• TASK OBJECTIVE
Copy everything in the records from the line containing "Can you find the banner" down to the line containing "pixel 334 45", keeping the requests, and shift each coordinate in the answers by adding 41 to it.

• DATA LINES
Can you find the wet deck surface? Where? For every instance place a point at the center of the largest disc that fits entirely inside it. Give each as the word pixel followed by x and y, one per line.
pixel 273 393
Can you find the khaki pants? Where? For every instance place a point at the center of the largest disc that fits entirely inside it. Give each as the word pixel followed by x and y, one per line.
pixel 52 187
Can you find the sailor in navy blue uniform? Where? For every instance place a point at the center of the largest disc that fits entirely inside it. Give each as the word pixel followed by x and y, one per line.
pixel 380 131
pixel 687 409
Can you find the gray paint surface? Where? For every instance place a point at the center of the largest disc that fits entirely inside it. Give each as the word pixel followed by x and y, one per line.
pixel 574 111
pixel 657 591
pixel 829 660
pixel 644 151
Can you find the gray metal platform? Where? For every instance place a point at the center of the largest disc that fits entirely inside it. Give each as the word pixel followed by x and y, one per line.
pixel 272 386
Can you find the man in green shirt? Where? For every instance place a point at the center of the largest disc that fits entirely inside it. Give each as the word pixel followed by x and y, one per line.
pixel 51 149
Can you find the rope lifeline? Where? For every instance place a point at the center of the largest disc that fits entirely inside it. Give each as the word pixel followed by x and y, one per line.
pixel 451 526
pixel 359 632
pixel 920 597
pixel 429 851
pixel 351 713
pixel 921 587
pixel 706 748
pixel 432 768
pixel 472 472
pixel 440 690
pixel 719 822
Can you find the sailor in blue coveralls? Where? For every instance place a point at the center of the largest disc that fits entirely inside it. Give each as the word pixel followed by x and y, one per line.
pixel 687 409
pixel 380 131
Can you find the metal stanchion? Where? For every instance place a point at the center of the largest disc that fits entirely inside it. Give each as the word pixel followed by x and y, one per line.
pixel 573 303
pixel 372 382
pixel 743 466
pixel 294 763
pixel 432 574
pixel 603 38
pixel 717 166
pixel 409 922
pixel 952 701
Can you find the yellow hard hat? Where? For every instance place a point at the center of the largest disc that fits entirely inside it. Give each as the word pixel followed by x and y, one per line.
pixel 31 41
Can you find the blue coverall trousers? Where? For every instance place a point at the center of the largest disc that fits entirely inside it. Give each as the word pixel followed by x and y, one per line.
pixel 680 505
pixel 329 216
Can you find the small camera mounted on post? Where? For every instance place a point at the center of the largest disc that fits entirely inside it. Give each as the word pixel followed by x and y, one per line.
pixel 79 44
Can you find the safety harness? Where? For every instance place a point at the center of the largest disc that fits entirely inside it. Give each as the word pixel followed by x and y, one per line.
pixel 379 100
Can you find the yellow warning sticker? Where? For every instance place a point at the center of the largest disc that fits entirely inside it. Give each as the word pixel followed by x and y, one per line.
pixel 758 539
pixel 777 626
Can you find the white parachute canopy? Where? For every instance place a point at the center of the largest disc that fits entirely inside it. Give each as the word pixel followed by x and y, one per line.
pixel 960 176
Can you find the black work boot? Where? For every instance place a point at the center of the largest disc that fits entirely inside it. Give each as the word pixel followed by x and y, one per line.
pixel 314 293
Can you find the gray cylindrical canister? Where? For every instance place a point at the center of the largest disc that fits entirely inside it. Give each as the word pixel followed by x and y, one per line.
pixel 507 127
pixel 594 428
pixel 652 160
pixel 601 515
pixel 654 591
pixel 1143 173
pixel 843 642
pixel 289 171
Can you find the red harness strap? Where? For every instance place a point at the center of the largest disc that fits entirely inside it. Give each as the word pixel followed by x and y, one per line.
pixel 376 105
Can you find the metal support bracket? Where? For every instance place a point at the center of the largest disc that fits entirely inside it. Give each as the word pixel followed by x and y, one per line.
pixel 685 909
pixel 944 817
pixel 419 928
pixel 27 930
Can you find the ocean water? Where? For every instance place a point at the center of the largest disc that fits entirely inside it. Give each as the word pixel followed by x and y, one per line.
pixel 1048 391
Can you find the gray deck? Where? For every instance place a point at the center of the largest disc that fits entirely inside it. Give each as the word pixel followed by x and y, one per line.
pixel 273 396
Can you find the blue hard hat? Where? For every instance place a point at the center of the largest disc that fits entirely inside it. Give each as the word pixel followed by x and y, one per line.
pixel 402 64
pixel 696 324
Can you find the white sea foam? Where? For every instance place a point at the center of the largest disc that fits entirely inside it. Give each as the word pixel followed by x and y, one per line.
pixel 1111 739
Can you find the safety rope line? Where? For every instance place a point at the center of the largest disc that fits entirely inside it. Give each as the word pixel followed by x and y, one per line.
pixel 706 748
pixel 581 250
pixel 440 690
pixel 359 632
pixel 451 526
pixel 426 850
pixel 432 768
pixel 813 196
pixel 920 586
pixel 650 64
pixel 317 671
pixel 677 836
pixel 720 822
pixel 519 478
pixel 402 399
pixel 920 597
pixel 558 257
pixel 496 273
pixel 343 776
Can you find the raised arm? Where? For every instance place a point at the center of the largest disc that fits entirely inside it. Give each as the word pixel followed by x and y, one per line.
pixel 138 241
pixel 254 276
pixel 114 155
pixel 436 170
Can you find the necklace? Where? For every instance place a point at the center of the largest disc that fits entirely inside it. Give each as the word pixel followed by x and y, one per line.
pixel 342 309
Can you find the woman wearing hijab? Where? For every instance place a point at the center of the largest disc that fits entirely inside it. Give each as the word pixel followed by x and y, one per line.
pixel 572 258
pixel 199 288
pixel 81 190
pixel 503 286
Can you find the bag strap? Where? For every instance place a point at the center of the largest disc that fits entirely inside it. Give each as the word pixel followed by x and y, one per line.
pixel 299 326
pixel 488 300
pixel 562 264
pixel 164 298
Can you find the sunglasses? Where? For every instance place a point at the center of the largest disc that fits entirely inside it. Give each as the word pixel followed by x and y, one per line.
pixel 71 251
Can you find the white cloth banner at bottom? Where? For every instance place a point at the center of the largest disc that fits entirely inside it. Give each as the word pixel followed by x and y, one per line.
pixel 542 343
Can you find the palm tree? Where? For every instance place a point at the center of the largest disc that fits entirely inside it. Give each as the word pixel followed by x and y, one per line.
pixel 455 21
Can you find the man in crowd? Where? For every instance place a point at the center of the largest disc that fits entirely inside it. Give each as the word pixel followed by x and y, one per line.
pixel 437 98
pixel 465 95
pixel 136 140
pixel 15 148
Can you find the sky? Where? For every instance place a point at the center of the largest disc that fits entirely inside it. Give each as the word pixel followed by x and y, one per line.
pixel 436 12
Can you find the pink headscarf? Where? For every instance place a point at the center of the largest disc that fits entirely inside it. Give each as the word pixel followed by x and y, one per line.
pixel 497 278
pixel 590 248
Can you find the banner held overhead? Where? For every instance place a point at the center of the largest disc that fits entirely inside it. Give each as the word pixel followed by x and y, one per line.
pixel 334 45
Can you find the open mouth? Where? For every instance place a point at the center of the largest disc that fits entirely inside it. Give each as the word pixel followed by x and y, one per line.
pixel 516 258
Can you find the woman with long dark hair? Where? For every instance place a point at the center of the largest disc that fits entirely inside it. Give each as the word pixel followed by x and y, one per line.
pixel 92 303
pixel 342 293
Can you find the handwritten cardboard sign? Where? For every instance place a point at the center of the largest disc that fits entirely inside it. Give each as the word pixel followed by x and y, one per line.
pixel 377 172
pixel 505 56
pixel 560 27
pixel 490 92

---

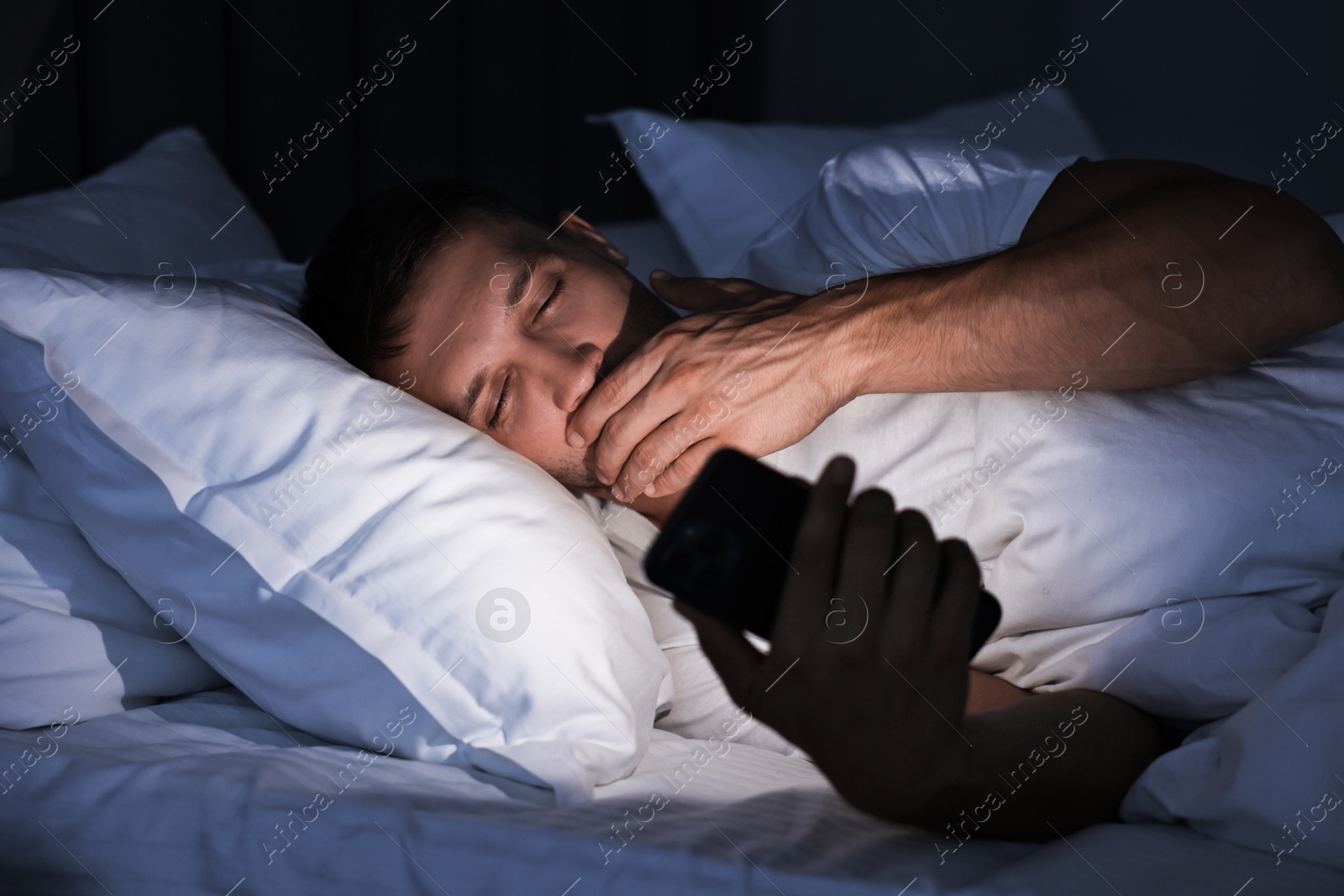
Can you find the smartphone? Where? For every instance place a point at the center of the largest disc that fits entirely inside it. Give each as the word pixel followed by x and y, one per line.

• ANSWER TO THIS TASK
Can you find the banner held overhead? Where? For every instance place a point at the center of the largest disc that fits entirely inside it. Give each as the word pixel followed by x and y, one per line.
pixel 375 86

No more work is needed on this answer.